● Consigne: Pouvez-vous écrire la suite de l'extrait ci-dessous sur les recettes de ratafia, en reprenant juste après sa dernière ligne ?

● Extrait du document:
^^^^
C’est de cette liqueur que M. Teysser, de Grenoble, tient sa fortune et sa réputation. Elle occupe, sans contredit, le premier rang parmi les ratafias ; mais il faut qu’elle soit gardée plusieurs années pour être parfaite.

Ratafia de Fruits rouges.

On prépare ce ratafia comme celui de cerises, en prenant douze kilogrammes de ce fruit dans la plus belle et meilleure qualité, quatre kilogrammes de groseilles, autant de fraises et de framboises, dont on extrait le suc que l’on met dans un baril ou une grande cruche, avec les trois quarts en poids d’eau-de-vie, quarante centilitres de sirop de fécule par litre de mélange, un peu de vanille triturée avec du sucre et les noyaux des cerises. On fait digérer, pendant un mois, à la chaleur du soleil ; on filtre alors et l’on met en bouteilles.

Ratafia de Fruits à noyaux.

On prend, au moment de leur parfaite maturité, une certaine quantité d’abricots, de pêches fines, de brugnons ou autres fruits à noyaux ; on en extrait le suc, que l’on ne dépure point et dans lequel on ajoute j pour chaque litre, cent quarante centilitres d’eau-de-vie à 19 degrés, trente centilitres de sirop de fécule, deux clous de girofle et les noyaux du fruit. On expose le tout au soleil, dans un vase bien bouché, pendant un mois, et l’on filtre la liqueur après cette époque.

Ratafia de Genièvre.

On prend sept cent cinquante grammes de baies de genièvre fraîches, bien mûres et bien saines, que l’on fait macérer pendant quarante-huit heures dans trois litres d’eau-de-vie. On retire ensuite cette eau-de-vie, et l’on verse sur les baies trois litres de sirop de fécule, à vingt-six degrés et presque bouillant. Le vase est tenu dans un lieu chaud, pendant douze heures ; on passe alors sans expression, et après avoir ajouté aux deux liqueurs réunies huit grammes de cannelle, quatre grammes de girofle et autant de macis, le tout réduit en poudre grossière, on laisse ainsi le mélange pendant quinze jours, pour être, à cette époque, passé et soumis au filtre.

Ratafia de Cacis.

Pour préparer cette liqueur, on fait macérer au soleil, pendant huit jours, dans quatre litres d’eau-de-vie, quinze cents grammes de cacis égrappés bien mûrs, et trois ou quatre poignées de feuilles de la plante ; on jette ensuite le contenu du vase sur un tamis de crin, où l’ayant laissé égoutter pendant douze heures, on mêle à la colature un litre cinq décilitres de sirop de fécule, huit grammes de cannelle, quatre grammes de macis et pareille quantité de girofle, le tout réduit en poudre, et l’on filtre, après un mois de digestion au soleil.

Ratafia de Groseilles.
^^^^
● Données fournies:

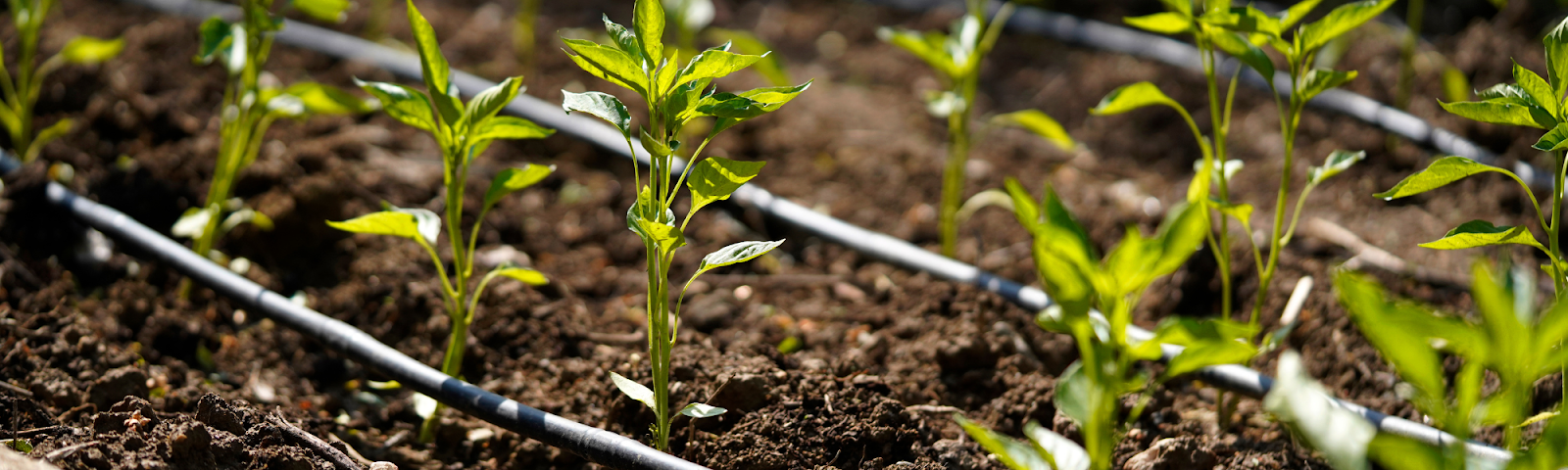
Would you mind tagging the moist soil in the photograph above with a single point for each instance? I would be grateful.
(115, 370)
^^^^
● Réponse attendue:
On fait digérer au soleil, pendant quinze jours, six kilogrammes de groseilles égrappées et bien écrasées, dans six litres d’eau-de-vie, et après avoir passé, en exprimant fortement le marc, on ajoute un litre cinquante centilitres de sirop de fécule, quelques grains de vanille triturés avec un peu de sucre, ou bien encore quelques noyaux de pêches, des feuilles de cacis, ou enfin la framboise On laisse de nouveau digérer pendant un mois, et l’on soumet la liqueur au filtre.

Franc-Pineau.

Cette liqueur que l’on fait avec un raisin noir, à petits grains, peu serrés et extrêmement sucrés, que l’on nomme Franc-Pineau, se prépare absolument comme la précédente, en employant pour aromate trente-deux grammes de cannelle et huit de girofle.

Muscat.

On cueille, par un temps chaud, trois kilogrammes de muscats très-mûrs et en belle qualité, que l’on fait macérer au soleil pendant huit jours, dans deux litres d’esprit-de-vin, après toutefois les avoir égrappés et bien écrasés. On passe alors, en exprimant le marc, et ayant ajouté à la liqueur un litre trente centilitres de sirop de fécule, avec un peu de macis, on laisse digérer pendant un mois, et l’on filtre.

Ratafia de Fraises ou de Framboises.

L’on prend à volonté une quantité quelconque de fraises ou de framboises en parfaite maturité, que l’on écrase avec soin, les ayant auparavant mondées de leurs queues, et dont on exprimé le suc, après un repos de vingt-quatre heures à la cave ; six litres de ce suc sont ensuite mis dans une cruche, avec autant d’eau-de-vie, douze grammes d’iris de Florence, deux litres de sirop de fécule ; et du reste, le ratafia se termine comme celui de cerises simples.

Ratafia de Mûres.

La préparation du ratafia de mûres ne diffère en rien de celle du précédent, et se pratique absolument de même.

Ratafia de Coings.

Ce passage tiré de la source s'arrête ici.